*PAGE:*
:::
The Spam Firewall is a mechanism designed to reduce the amount of junk mail that enters an email inbox. When a large amount of emails is trafficked, some messages will be useful and desired and others will be unsolicited advertisements and unwanted debris. A spam filter tries to effectively separate these messages into the proper categories and send through the good while leaving out the bad.
The problem is that the criteria for what is good and what is bad is not clear. If the filter is set too tight, many legitimate messages will be blocked. If the filter is set too loose, the inbox will get peppered with garbage messages. The difficult trick is finding the optimal tradeoff to get the best of both worlds.
Spam filtering is a difficult process for several reasons:
First, setting the filter must be done delicately so that the good messages get through and the bad messages are left behind. This is not easy. Consider this analogy:
Filtering is a process that is a lot like catching fish by setting the nets for the correct sized fish. If you set the net size too small, most fish never make it into the net and you have no catch. If you set the net too large, you get all of the fish, but also dolphins, squid, octopus, and a variety of other unwanted creatures. The key in this case, is how to set the nets to best catch fish while leaving the dolphins behind. At the risk of overextending the metaphor, this is made more difficult because fish and dolphins come in many sizes.
Second, spammers do not want their messages filtered. They continuously attempt to fool, circumvent, or negate the filtering mechanism using a variety of creative techniques. This prompts a response from the antispam community which gets involved and improves the filters only to have the cycle repeat once more.
The nature of the problem is such that there will always be mistakes on both sides: some trash will get in and some good messages will be blocked. The Spam Firewall attempts to remedy the latter condition. When potentially good messages enter the system and are classified for some reason as bad, the filter holds the message in a special area. The messages in this area can be viewed, whitelisted, deleted, or delivered to the email inbox.
:::
*RECORDS SHOWN:*
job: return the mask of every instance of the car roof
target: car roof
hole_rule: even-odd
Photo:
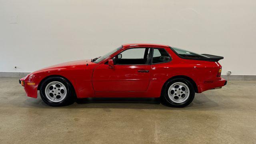
[[[127,47],[132,46],[160,46],[166,48],[169,48],[169,46],[167,45],[149,44],[149,43],[131,43],[126,44],[122,45],[124,47]]]

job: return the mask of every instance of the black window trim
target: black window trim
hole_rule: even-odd
[[[151,52],[151,52],[151,49],[152,48],[145,48],[145,47],[131,47],[131,48],[127,48],[127,49],[122,51],[121,52],[120,52],[120,53],[116,54],[116,55],[115,55],[113,57],[112,57],[111,58],[110,58],[109,59],[109,60],[110,59],[113,59],[113,58],[114,58],[114,57],[116,57],[116,56],[117,56],[118,55],[121,54],[121,53],[124,52],[126,50],[129,50],[129,49],[134,49],[134,48],[148,48],[149,50],[150,50],[149,51],[149,53],[148,53],[148,55],[149,55],[149,56],[148,57],[148,60],[147,60],[147,61],[148,61],[148,62],[146,64],[114,64],[114,65],[128,65],[128,66],[134,66],[134,65],[136,65],[136,66],[139,66],[139,65],[150,65],[150,63],[151,63]],[[108,64],[108,61],[107,61],[104,64]]]
[[[170,47],[170,46],[169,46],[169,47]],[[166,50],[165,48],[151,48],[152,49],[152,51],[151,52],[151,53],[151,53],[151,58],[150,58],[150,65],[154,65],[154,64],[163,64],[163,63],[165,63],[170,62],[171,62],[172,60],[172,58],[171,56],[171,55],[170,54],[169,52],[167,52],[167,51],[166,51]],[[166,52],[167,54],[168,54],[169,56],[170,56],[170,58],[171,58],[170,60],[168,61],[168,62],[158,62],[158,63],[153,64],[153,55],[154,55],[154,49],[164,49],[164,50],[165,50],[165,52]]]

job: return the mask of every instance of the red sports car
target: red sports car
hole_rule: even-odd
[[[65,62],[20,80],[28,96],[51,106],[84,98],[158,98],[184,107],[195,93],[221,88],[223,57],[200,54],[167,45],[124,44],[92,60]]]

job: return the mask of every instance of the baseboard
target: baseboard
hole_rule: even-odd
[[[0,78],[23,78],[30,72],[0,72]]]
[[[256,80],[256,76],[255,75],[222,75],[221,77],[227,80]]]
[[[23,78],[29,72],[0,72],[0,78]],[[222,75],[223,78],[228,80],[256,80],[255,75]]]

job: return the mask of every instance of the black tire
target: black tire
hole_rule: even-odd
[[[190,91],[190,94],[188,99],[184,102],[180,103],[176,103],[172,100],[169,98],[168,94],[168,90],[169,87],[172,84],[178,82],[185,84],[188,87]],[[182,108],[191,103],[194,96],[195,90],[193,85],[189,81],[183,78],[175,78],[169,80],[165,84],[162,90],[161,98],[162,103],[165,105],[176,108]]]
[[[67,91],[65,98],[61,101],[57,102],[52,102],[47,98],[45,92],[46,86],[50,82],[54,81],[60,82],[63,84],[66,87]],[[52,106],[62,106],[71,104],[74,103],[76,98],[75,92],[70,83],[65,78],[59,76],[51,77],[44,80],[41,84],[40,90],[41,98],[44,102]]]

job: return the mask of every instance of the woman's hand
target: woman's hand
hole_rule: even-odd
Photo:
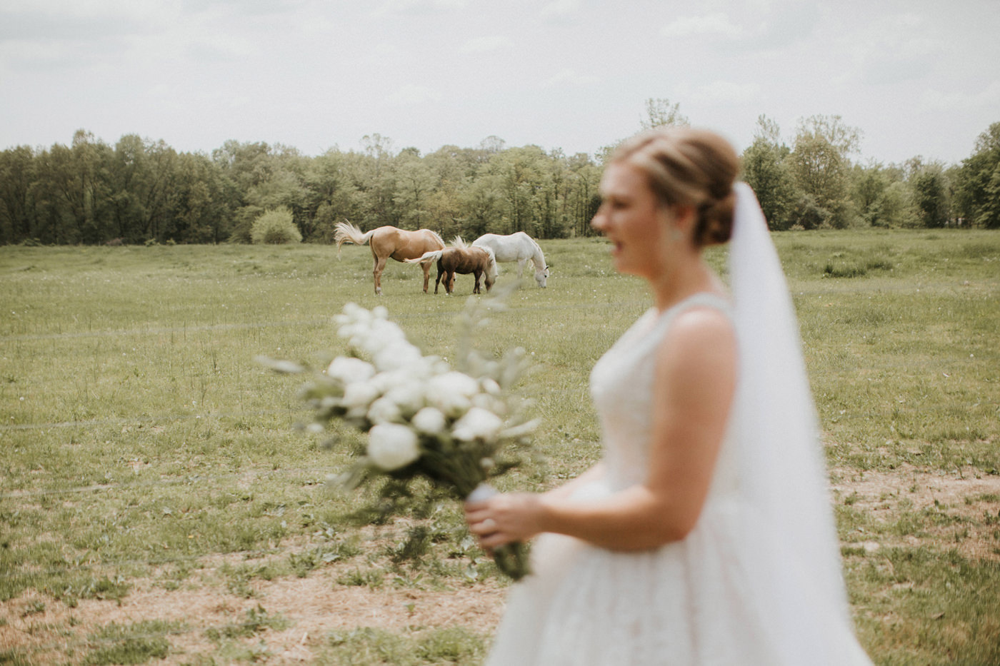
[[[506,543],[527,541],[542,529],[543,506],[539,495],[505,493],[480,502],[465,503],[465,522],[486,550]]]

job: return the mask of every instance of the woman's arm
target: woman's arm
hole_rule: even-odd
[[[613,550],[644,550],[683,539],[701,513],[736,386],[736,339],[708,308],[678,316],[656,358],[650,468],[644,483],[609,497],[505,494],[469,505],[483,546],[568,534]]]

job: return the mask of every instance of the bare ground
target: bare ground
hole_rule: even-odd
[[[931,507],[951,513],[982,517],[983,512],[1000,511],[1000,477],[941,474],[917,469],[891,473],[834,470],[833,499],[870,511],[876,520],[891,520],[902,510],[922,511]],[[972,559],[1000,559],[1000,549],[992,537],[995,527],[972,520],[960,540],[954,527],[942,527],[930,539],[900,537],[899,544],[884,539],[866,539],[851,534],[850,540],[866,550],[892,545],[920,545],[947,541]],[[280,557],[281,555],[279,555]],[[287,557],[287,554],[284,554]],[[489,635],[503,608],[504,589],[493,580],[475,584],[451,584],[447,589],[396,586],[391,581],[380,586],[345,586],[338,579],[356,569],[354,562],[333,563],[316,569],[304,578],[284,576],[271,581],[253,579],[251,596],[236,595],[215,575],[236,557],[213,557],[200,562],[197,576],[185,580],[178,589],[168,590],[162,579],[130,580],[130,592],[115,600],[80,600],[75,608],[52,598],[29,592],[0,605],[0,652],[17,650],[31,655],[36,663],[75,661],[71,655],[84,654],[89,638],[109,623],[128,626],[143,620],[176,621],[187,627],[168,635],[169,656],[160,662],[182,664],[208,657],[218,643],[207,634],[244,622],[249,612],[262,607],[270,616],[280,614],[287,629],[265,629],[248,644],[261,639],[267,645],[270,664],[308,663],[326,643],[332,631],[375,627],[391,631],[419,631],[435,627],[463,626]]]

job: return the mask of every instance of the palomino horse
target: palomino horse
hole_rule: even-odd
[[[535,282],[539,287],[545,287],[545,280],[549,277],[545,255],[542,254],[542,248],[538,247],[538,243],[523,231],[509,236],[483,234],[472,241],[472,246],[490,248],[496,255],[497,261],[516,261],[518,279],[524,274],[524,264],[530,259],[535,267]]]
[[[375,258],[376,296],[382,295],[382,271],[385,270],[385,262],[390,257],[396,261],[406,261],[407,259],[420,257],[429,250],[444,249],[444,241],[430,229],[405,231],[396,227],[385,226],[362,233],[360,229],[350,222],[338,222],[333,238],[337,241],[338,257],[340,256],[340,246],[344,243],[371,245],[372,257]],[[425,294],[427,293],[427,283],[430,280],[430,268],[430,263],[423,266]]]
[[[461,238],[455,238],[451,245],[443,250],[424,252],[422,257],[407,259],[406,262],[420,263],[425,273],[433,262],[438,263],[438,277],[434,281],[435,294],[442,275],[444,275],[444,290],[450,294],[455,289],[455,273],[475,275],[476,285],[472,289],[473,294],[480,293],[479,278],[485,275],[486,291],[489,291],[497,279],[497,262],[493,250],[488,247],[468,247]]]

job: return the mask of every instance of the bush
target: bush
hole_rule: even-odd
[[[292,220],[292,211],[287,208],[278,208],[266,211],[254,220],[253,226],[250,228],[250,240],[255,245],[261,243],[275,245],[300,243],[302,242],[302,232]]]

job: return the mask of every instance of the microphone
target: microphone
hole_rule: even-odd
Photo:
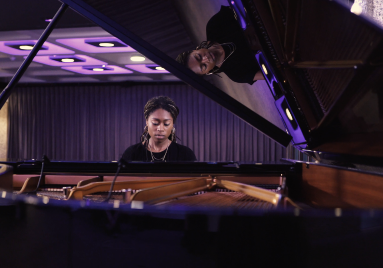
:::
*YOUR GOAL:* Transcribe the passage of the spam filtering text from "Spam filtering is" up to and including "in many sizes.". Base your work on the spam filtering text by itself.

*ANSWER TO THE PROBLEM:*
Spam filtering is a difficult process for several reasons:
First, setting the filter must be done delicately so that the good messages get through and the bad messages are left behind. This is not easy. Consider this analogy:
Filtering is a process that is a lot like catching fish by setting the nets for the correct sized fish. If you set the net size too small, most fish never make it into the net and you have no catch. If you set the net too large, you get all of the fish, but also dolphins, squid, octopus, and a variety of other unwanted creatures. The key in this case, is how to set the nets to best catch fish while leaving the dolphins behind. At the risk of overextending the metaphor, this is made more difficult because fish and dolphins come in many sizes.